## VORGELEGTER TEXT
Kopf
Der Oberste Gerichtshof hat als Revisionsgericht durch den Senatspräsidenten Dr. Vogel als Vorsitzenden und die Hofräte Dr. Schwarzenbacher, Hon.-Prof. Dr. Brenn, Hon.-Prof. PD Dr. Rassi und MMag. Matzka als weitere Richter in der Rechtssache der Klägerin S***** W*****, vertreten durch Dr. Heinz-Peter Wachter, Rechtsanwalt in Wien, gegen die Beklagten 1. DI G***** S*****, vertreten durch Dr. Thomas Herzka, Rechtsanwalt in Wien, 2. G***** O*****, vertreten durch Breiteneder Rechtsanwalt GmbH in Wien, wegen 91.422,47 EUR sA und Feststellung (Streitwert 15.000 EUR), über die außerordentliche Revision des Erstbeklagten gegen das Urteil des Oberlandesgerichts Wien als Berufungsgericht vom 18. Juni 2020, GZ 12 R 19/20g-76, den
Beschluss
gefasst:
Spruch
Die außerordentliche Revision wird gemäß § 508a Abs 2 ZPO mangels der Voraussetzungen des § 502 Abs 1 ZPO zurückgewiesen.

## FOLGENDE DATEN
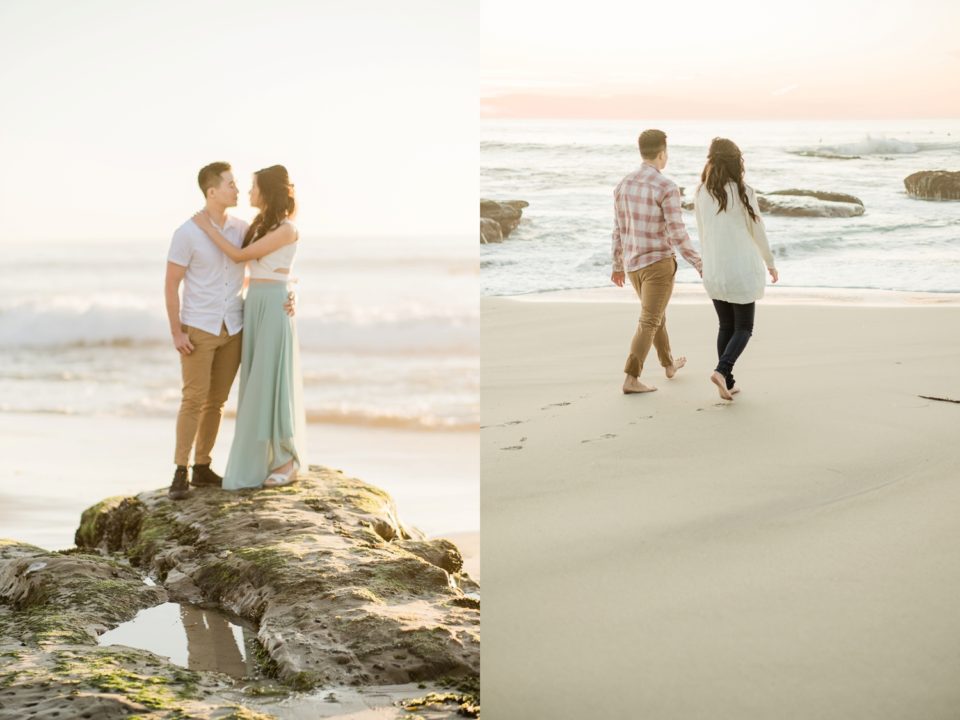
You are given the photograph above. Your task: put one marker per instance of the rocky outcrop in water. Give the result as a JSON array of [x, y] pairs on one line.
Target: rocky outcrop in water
[[504, 216], [805, 203], [52, 607], [809, 203], [340, 591], [933, 185]]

## AUFGABENSTELLUNG
Wer führte laut dem vorgelegten Text beim Obersten Gerichtshof den Vorsitz?

## LÖSUNG
Senatspräsident Dr. Vogel.